══ FRAGMENTO DEL TEXTO
Como médicos católicos,
consideramos que la eutanasia
no es un acto médico,
sino una negación de la medicina
y de la humanidad.
La muerte no se celebra, ni se festeja. Ni siquiera cuando se trata de alguien familiarizado con la muerte, como el Dr. Kevorkian, quien “ayudó” a morir a unas 130 personas, a lo largo de su equívoco ejercicio de la profesión médica. La muerte sólo se anuncia, como lo hacemos ahora, y se anuncia siempre con pesar, porque todo ser humano que muere es hermano nuestro, ya que nos hace hermanos la naturaleza humana. Así consideramos al Dr. Kevorkian, aunque diferimos radical y substancialmente de sus puntos de vista acerca de qué cosa sea el ser humano, acerca de cuál sea el rol del médico, acerca de qué cosa sea la vida, acerca de qué cosa sea la enfermedad y el dolor, acerca de qué cosa sea la muerte.
════
◆ COMPLETA LO SIGUIENTE:
- a) Indica si cada afirmación coincide con el texto sobre la eutanasia: (i) el Dr. Kevorkian ayudó a morir a unas 130 personas; (ii) los autores consideran la eutanasia un acto médico; (iii) la muerte se anuncia siempre con pesar. Responde sí o no y cita las palabras del texto que lo deciden.
- b) Según el texto sobre la eutanasia, ¿qué es lo que nos hace hermanos?
- c) Copia sin cambios el trozo del texto sobre la eutanasia que empieza en "La muerte no" y termina en "sea la muerte.".
══ MATERIAL PROPORCIONADO
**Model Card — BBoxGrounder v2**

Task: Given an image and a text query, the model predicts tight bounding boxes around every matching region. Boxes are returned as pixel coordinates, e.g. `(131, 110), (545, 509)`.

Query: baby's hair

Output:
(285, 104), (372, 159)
════
◆ PROBLEMAS RESUELTOS:
- a)
(i) Sí: "quien “ayudó” a morir a unas 130 personas".
(ii) No: "no es un acto médico".
(iii) Sí: "se anuncia siempre con pesar".

- b) La naturaleza humana.

- c)
La muerte no se celebra, ni se festeja. Ni siquiera cuando se trata de alguien familiarizado con la muerte, como el Dr. Kevorkian, quien “ayudó” a morir a unas 130 personas, a lo largo de su equívoco ejercicio de la profesión médica. La muerte sólo se anuncia, como lo hacemos ahora, y se anuncia siempre con pesar, porque todo ser humano que muere es hermano nuestro, ya que nos hace hermanos la naturaleza humana. Así consideramos al Dr. Kevorkian, aunque diferimos radical y substancialmente de sus puntos de vista acerca de qué cosa sea el ser humano, acerca de cuál sea el rol del médico, acerca de qué cosa sea la vida, acerca de qué cosa sea la enfermedad y el dolor, acerca de qué cosa sea la muerte.